• _Opdrachten_
A) Beantwoord de volgende vragen over de uitspraak van de kinderrechter:
(i) Op welke datum vond de mondelinge behandeling plaats?
(ii) Bij wie wonen de drie minderjarigen?
(iii) Voor welke duur acht de kinderrechter de machtiging tot uithuisplaatsing noodzakelijk?
B) Schrijf het stuk van "[minderjarige 1] , [minderjarige 2] en [minderjarige 3] wonen" tot en met "voorraad te verklaren." letterlijk over uit de uitspraak van de kinderrechter.

De kinderrechter merkt als belanghebbenden aan:
[de moeder],
hierna te noemen: de moeder,
wonende in [woonplaats] ,
advocaat mr. D.G. Nagel te Almere,
[de vader],
hierna te noemen: de vader,
wonende in [woonplaats] .

1.Het verloop van de procedure

1.1.
De kinderrechter neemt de volgende stukken mee in haar beoordeling:
- het verzoekschrift met bijlagen van 22 december 2023;
- de brief van de advocaat van de moeder met bijlagen van 16 januari 2024;
  • de brief van de Raad met bijlagen van 17 januari 2024;
  • het bericht van de Raad met bijlagen van 22 januari 2024.
1.2.
De mondelinge behandeling met gesloten deuren heeft plaatsgevonden op 18 januari 2024. Daarbij waren aanwezig:
- de vader;
- de moeder, bijgestaan door mr. D.G. Nagel;
  • de heer [A] namens de Raad;
  • de heer [B] namens de GI.

2.De feiten

2.1.
De ouders zijn belast met het ouderlijk gezag over [minderjarige 1] , [minderjarige 2] en [minderjarige 3] .
2.2.
[minderjarige 1] , [minderjarige 2] en [minderjarige 3] wonen bij hun vader.

3.Het verzoek

3.1.
De Raad verzoekt de ondertoezichtstelling van [minderjarige 1] , [minderjarige 2] en [minderjarige 3] voor de duur van een jaar. Tevens verzoekt de Raad een machtiging tot uithuisplaatsing van [minderjarige 1] , [minderjarige 2] en [minderjarige 3] binnen het netwerk, te weten bij de vader voor de duur van drie maanden.
De Raad verzoekt de beslissing uitvoerbaar bij voorraad te verklaren.

4.De beoordeling

4.1.
Op basis van de stukken en de mondelinge behandeling is de kinderrechter van oordeel dat is voldaan aan de wettelijke criteria genoemd in artikel 1:255 van het Burgerlijk Wetboek (BW). De kinderrechter zal daarom [minderjarige 1] , [minderjarige 2] en [minderjarige 3] onder toezicht stellen voor de duur van een jaar. Ook is de kinderrechter van oordeel dat de machtiging tot uithuisplaatsing van [minderjarige 1] , [minderjarige 2] en [minderjarige 3] voor de duur van zes maanden noodzakelijk is in het belang van de verzorging en opvoeding (artikel 1:265b, eerste lid, BW). De kinderrechter acht bij deze beslissing het volgende van belang.

• _Verzamelde gegevens_

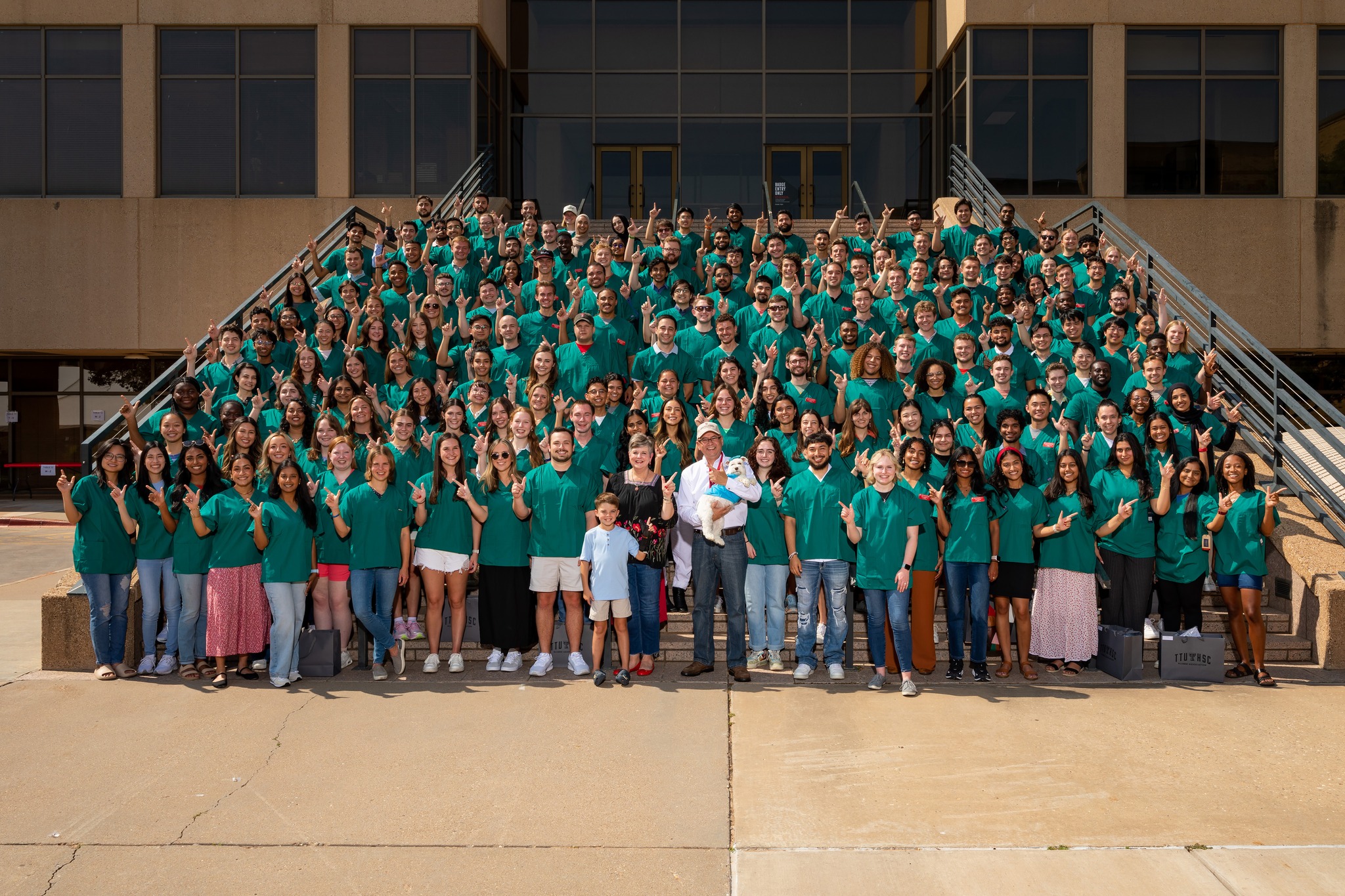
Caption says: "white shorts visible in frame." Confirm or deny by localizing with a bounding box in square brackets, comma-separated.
[589, 598, 631, 622]
[412, 548, 472, 572]
[527, 557, 584, 594]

• _Uitkomsten oefening_
A)
(i) Op 18 januari 2024.
(ii) Bij hun vader.
(iii) Voor de duur van zes maanden.

B)
[minderjarige 1] , [minderjarige 2] en [minderjarige 3] wonen bij hun vader.

3.Het verzoek

3.1.
De Raad verzoekt de ondertoezichtstelling van [minderjarige 1] , [minderjarige 2] en [minderjarige 3] voor de duur van een jaar. Tevens verzoekt de Raad een machtiging tot uithuisplaatsing van [minderjarige 1] , [minderjarige 2] en [minderjarige 3] binnen het netwerk, te weten bij de vader voor de duur van drie maanden.
De Raad verzoekt de beslissing uitvoerbaar bij voorraad te verklaren.